伦理变迁时代的父子关系书写——以《云落》为例
父子关系始终推动、伴随着核心情节的发展,牵引着人物的情感变化与自我认同,与云落的变迁形成同构,其精微的笔触和丰厚的内容使得小说有着极为开阔的阐释空间。在众多可阐述角度中选择关注父子关系的书写,主要出于两方面原因。一方面,父子关系本身在小说故事情节中占有重要分量。《云落》中的一条主要情节线即围绕天青“寻父”,以及天青与常献凯、常云泽之间真假父子的疑云展开。而另一条主要情节线,罗小军商海沉浮的故事中,始终萦绕着他和万永胜的“父子”关系。在小说收尾处,前文很少提及的罗小军儿子麒麟突然出走,在小说整体结构上呼应着天青当年的出走,完成了叙事的收束,是一个关键性的情节。另一方面,《云落》的书写是典型的县城叙事,或者说小城镇叙事,处于城市文学和乡土文学的中间地带。相较于城市,县城会更加重视伦理血缘关系;而相较于乡村较为传统保守的伦理血缘,县城的伦理血缘关系又已经在城市化进程中发生新变。父子关系是一切伦理血缘关系中的轴心关系,通过父子关系可以透视县城的伦理变迁,以及县城整体的特征和变化。
血缘与身份认同
天青“寻父”以及常家真假父子的情节线中着重表现了天青的身份焦虑。天青在收养他的家庭中,得到了相当的关爱和温暖,但他依然缺乏对自己身份的认同,始终认为自己不属于这里。天青的身份焦虑首先源于他不承认自己的新身份——徐满天的儿子。天青不愿称呼徐满天为父亲,并坚持认为自己的父亲只有常献凯。小说中特别写到,天青自身是一个骄傲、优秀的模范学生,但“徐满天儿子”这个身份却被人鄙夷。因此,天青始终没有认同这个身份。天青的身份焦虑其次在于他想要找回自己的真实身份。天青回到云落,希望揭穿鸠占鹊巢的常云泽,夺回自己被占据的身份。云落这个小县城的伦理关系有着靠近乡土社会的一面:在云落,天青的身份问题,或者说天青是谁的问题,完全依赖于他和常献凯的父子血缘关系。天青希望证明自己和常献凯的血缘,以此重新明确自己在云落的唯一身份——常家的儿子,完成自己的身份认同。因此,天青将亲子鉴定视为重获身份的筹码。但常云泽突然离世,万樱又透露出天青本来也只是常献凯的养子,使得亲子鉴定彻底无望,唯一可以让他获得身份认同的父子血缘被切断了。天青再也没有途径找到自己的真实身份。
鸠占鹊巢的常云泽同样面临着身份的焦虑。他占据了“常献凯儿子”的身份,又为这一身份的合法性所折磨,担心天青上门认亲。同时,他也无从寻找自己的生父,只能因为自己真实身份的缺失而迷茫、困惑,在临死前挣扎于“我不是云泽,我到底是谁”的迷思中。
--
# [任务要求 1]
请列出记录里所有包含字符串“leaf”的行。
--
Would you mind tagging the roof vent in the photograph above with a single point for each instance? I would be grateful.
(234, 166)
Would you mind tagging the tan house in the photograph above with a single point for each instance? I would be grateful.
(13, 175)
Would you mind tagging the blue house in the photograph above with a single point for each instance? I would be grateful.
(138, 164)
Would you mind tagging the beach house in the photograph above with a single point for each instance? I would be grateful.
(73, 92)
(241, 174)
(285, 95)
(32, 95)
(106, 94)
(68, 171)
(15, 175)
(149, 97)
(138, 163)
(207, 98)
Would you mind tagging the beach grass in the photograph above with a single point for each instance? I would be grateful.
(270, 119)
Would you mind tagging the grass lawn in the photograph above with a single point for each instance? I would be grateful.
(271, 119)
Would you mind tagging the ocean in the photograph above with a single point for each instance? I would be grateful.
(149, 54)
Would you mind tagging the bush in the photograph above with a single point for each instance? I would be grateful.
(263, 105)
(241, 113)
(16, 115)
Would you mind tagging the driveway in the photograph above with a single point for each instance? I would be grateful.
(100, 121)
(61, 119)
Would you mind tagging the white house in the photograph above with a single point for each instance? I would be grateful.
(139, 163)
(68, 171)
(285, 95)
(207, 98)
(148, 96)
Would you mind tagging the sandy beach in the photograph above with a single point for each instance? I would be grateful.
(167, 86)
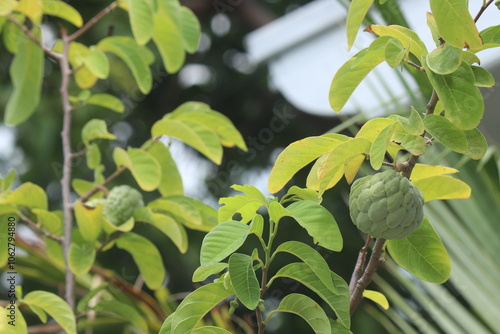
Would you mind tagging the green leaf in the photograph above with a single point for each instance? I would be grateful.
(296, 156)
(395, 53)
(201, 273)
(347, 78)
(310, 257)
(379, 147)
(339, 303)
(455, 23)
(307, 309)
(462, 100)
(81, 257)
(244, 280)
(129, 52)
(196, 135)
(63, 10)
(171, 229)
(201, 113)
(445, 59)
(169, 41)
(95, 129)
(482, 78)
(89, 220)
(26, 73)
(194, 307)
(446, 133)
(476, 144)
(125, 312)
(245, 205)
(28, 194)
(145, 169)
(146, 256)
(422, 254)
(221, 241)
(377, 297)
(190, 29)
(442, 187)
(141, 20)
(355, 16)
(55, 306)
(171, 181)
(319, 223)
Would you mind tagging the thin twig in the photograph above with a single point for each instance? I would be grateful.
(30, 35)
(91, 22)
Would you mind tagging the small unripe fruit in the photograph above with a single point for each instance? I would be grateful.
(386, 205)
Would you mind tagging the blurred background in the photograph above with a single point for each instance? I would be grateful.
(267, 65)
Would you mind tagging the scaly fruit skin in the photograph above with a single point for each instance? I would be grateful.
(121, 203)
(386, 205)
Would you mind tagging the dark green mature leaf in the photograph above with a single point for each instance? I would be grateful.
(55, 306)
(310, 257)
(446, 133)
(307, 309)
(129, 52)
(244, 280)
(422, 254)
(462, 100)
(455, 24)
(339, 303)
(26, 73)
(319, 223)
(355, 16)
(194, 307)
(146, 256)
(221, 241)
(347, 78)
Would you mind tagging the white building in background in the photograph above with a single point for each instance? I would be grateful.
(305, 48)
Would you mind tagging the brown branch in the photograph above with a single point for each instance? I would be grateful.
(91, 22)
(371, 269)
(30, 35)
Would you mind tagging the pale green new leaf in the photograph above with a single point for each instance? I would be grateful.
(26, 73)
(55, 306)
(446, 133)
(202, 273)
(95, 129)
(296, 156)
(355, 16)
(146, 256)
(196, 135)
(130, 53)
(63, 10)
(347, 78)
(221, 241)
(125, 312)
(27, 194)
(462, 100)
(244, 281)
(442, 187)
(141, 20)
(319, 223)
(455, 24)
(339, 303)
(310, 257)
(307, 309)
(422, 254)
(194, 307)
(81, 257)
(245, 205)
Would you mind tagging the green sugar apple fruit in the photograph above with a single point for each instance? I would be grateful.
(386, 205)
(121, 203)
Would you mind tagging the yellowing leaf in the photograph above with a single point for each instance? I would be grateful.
--
# [任务要求 2]
按出现顺序写出上面文档节选中提到的全部小说人物名字。

# [参考答案 1]
Would you mind tagging the green leaf in the photograph above with a single point for each instance? I would be grateful.
Would you mind tagging the dark green mature leaf in the photograph above with a single point for each instance? I would be grateful.
Would you mind tagging the pale green new leaf in the photograph above with a single point for each instance? I would be grateful.
Would you mind tagging the yellowing leaf in the photograph above with a single point for each instance? I would be grateful.

# [参考答案 2]
天青、常献凯、常云泽、罗小军、万永胜、麒麟、徐满天、万樱